» Working data
# # #

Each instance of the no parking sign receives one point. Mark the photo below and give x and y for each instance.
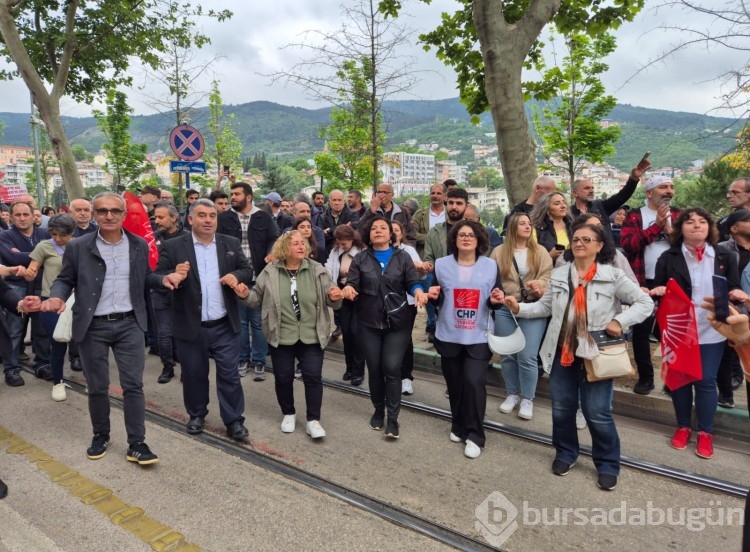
(186, 142)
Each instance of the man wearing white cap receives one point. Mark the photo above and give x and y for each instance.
(283, 221)
(644, 237)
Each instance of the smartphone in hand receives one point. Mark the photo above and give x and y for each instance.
(721, 298)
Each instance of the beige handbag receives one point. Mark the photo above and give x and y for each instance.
(611, 362)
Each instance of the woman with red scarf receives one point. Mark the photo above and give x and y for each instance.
(692, 261)
(582, 297)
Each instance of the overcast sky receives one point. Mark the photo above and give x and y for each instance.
(251, 45)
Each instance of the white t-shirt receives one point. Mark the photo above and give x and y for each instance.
(653, 250)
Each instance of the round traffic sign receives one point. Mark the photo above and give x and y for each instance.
(186, 142)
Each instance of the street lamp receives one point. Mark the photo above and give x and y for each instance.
(34, 121)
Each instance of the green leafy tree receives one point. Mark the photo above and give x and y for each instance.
(486, 177)
(82, 48)
(354, 139)
(489, 43)
(126, 161)
(570, 126)
(710, 189)
(224, 147)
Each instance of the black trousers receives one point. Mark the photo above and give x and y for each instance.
(466, 378)
(384, 351)
(407, 365)
(223, 345)
(354, 354)
(310, 359)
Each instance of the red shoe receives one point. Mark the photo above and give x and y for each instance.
(681, 437)
(705, 447)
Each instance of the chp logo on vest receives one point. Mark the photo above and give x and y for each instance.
(465, 308)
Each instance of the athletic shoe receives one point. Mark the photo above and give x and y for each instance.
(472, 450)
(681, 438)
(526, 410)
(705, 446)
(580, 420)
(607, 482)
(561, 468)
(315, 430)
(98, 447)
(58, 392)
(510, 402)
(140, 453)
(289, 423)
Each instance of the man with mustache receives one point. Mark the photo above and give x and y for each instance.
(644, 237)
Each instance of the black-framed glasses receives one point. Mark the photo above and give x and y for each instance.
(585, 240)
(104, 212)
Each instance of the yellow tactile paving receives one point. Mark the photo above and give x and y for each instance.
(131, 518)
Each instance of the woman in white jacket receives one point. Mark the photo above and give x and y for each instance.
(348, 245)
(582, 297)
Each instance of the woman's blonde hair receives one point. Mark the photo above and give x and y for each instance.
(282, 248)
(507, 270)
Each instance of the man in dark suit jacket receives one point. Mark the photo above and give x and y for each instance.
(206, 319)
(257, 233)
(109, 315)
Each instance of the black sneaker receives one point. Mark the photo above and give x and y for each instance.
(13, 379)
(607, 482)
(561, 468)
(726, 401)
(378, 420)
(391, 430)
(98, 446)
(643, 387)
(139, 452)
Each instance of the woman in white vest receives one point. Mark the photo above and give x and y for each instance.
(467, 286)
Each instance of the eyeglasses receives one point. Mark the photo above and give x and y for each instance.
(584, 240)
(104, 212)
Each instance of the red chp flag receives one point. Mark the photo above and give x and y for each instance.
(136, 221)
(680, 352)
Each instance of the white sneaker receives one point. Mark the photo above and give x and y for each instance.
(580, 420)
(315, 430)
(509, 404)
(472, 450)
(242, 369)
(526, 410)
(58, 392)
(289, 423)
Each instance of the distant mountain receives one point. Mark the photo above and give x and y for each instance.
(674, 138)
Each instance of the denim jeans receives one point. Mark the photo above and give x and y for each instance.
(125, 339)
(521, 371)
(253, 344)
(310, 359)
(429, 307)
(384, 351)
(706, 400)
(596, 403)
(57, 348)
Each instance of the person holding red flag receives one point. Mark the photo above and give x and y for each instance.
(692, 260)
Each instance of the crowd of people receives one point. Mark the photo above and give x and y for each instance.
(239, 280)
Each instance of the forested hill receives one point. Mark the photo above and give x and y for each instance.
(675, 138)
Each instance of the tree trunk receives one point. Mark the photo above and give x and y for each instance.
(47, 104)
(49, 111)
(504, 48)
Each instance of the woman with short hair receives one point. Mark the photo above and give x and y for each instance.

# # #

» Goal of the exercise
Before writing out the material above, please remove its pictures; everything else stays exact.

» Exercise solution
Each instance of the no parking sign receives one point. Mark the photo below and give x and y for each instance.
(186, 142)
Each instance of the man wearing white cap receives one point. Mark the photo above and give x and y for each instance.
(283, 221)
(644, 237)
Each instance of the smartphone in hand receives one point. Mark the photo above and give x and y for each instance.
(721, 298)
Each instance of the beige handbag receives one point. Mark the photo above and give x and y for each instance.
(611, 362)
Each instance of the woman with red scarf receives one point. Mark the photo above and give x and y for each instance.
(692, 261)
(582, 297)
Each instance of the overcast sky receives one point. Mark the photo above and give x and y for each instance.
(251, 45)
Each instance of the white t-shirt receives one point. Mark the photo above and give x and y for each instance.
(653, 250)
Each instance of the round traffic sign receives one point. Mark the photo above and give x and y for each instance.
(186, 142)
Each instance of the street lamp receives one point. Mark the photo above and give x and y for each instance.
(34, 121)
Each instance of the green leafy tree receives one point. Mark the photo above and give x and y for each instance.
(486, 177)
(82, 48)
(354, 139)
(489, 43)
(126, 161)
(570, 126)
(710, 189)
(224, 147)
Each instance of the black trousers receives one point. Mark the photo above and give x and y for each instance.
(466, 378)
(384, 351)
(407, 365)
(223, 345)
(354, 354)
(310, 359)
Each instance of the red shoe receives one point. Mark the photo above and give x and y for each instance.
(681, 437)
(705, 447)
Each instance of the chp logo on vest receives one point. Mark the photo above and give x and y for each instance.
(465, 308)
Each instance of the athletic shoe receives one point. Mark the photo above and give x and y for each instance.
(472, 450)
(681, 438)
(526, 410)
(705, 446)
(580, 420)
(607, 482)
(561, 468)
(315, 430)
(98, 447)
(58, 392)
(510, 402)
(140, 453)
(289, 423)
Each instance of the man with mustache receives one point. Mark the photo above and give x and y for each instance.
(644, 237)
Each instance of the black-framed glasses receives one point. Mark the photo above and give x and y for each instance.
(585, 240)
(104, 212)
Each instance of the yellow tactile paving receives one point. Mark the photo above and give x and y for each instance.
(131, 518)
Each instance of the woman in white jacket receives one point. Mark the photo above and give x and y for each instance.
(348, 245)
(582, 297)
Each instance of the woman's blonde hair receives one point. Mark the photo above and give x and y for each instance.
(282, 248)
(507, 270)
Each instance of the man in dark suit jacket receives one point. Mark the photo above and give x and y for each instance.
(206, 319)
(257, 233)
(109, 315)
Each instance of the black sneaker receives one point. Mark the photo above and give x and y for each instance.
(13, 379)
(607, 482)
(561, 468)
(726, 401)
(378, 420)
(391, 430)
(98, 446)
(643, 387)
(139, 452)
Each instance of the woman in white vest receives one point. Mark the photo above and give x and y for each instance.
(467, 286)
Each instance of the eyeglasses receives one point. Mark the photo above and give x and y for each instance.
(584, 240)
(104, 212)
Each instance of the red chp flag receives one point. Mark the photo above and give x and y for each instance.
(136, 221)
(680, 352)
Each instance of the white sneaker receives one point. Mark the photo above and give x and y for each instance.
(580, 420)
(315, 430)
(509, 404)
(472, 450)
(242, 369)
(526, 410)
(58, 392)
(289, 423)
Each instance of the distant mountain receives one point. Mark the photo above and give x and y for each instance.
(674, 138)
Each instance of the denim jeans receives one point. Mark the photo above and give x and y for each instance.
(125, 339)
(521, 371)
(253, 344)
(310, 359)
(429, 307)
(384, 351)
(706, 400)
(596, 403)
(57, 348)
Each instance of the person holding red flag receives one point. Mark the photo above and give x and y for each instance.
(692, 260)
Each instance of the crowd of people receives one point. Mark the photo above and give x and y for each instance.
(239, 280)
Each instance of the forested hill receives one point. Mark the photo above and give x and y for each instance.
(675, 138)
Each instance of the tree trunk receives one point. Mark the photo above and give x and y for each instance.
(47, 104)
(49, 111)
(504, 48)
Each instance of the woman with short hair receives one point. Mark the photo above and give x and y for each instance.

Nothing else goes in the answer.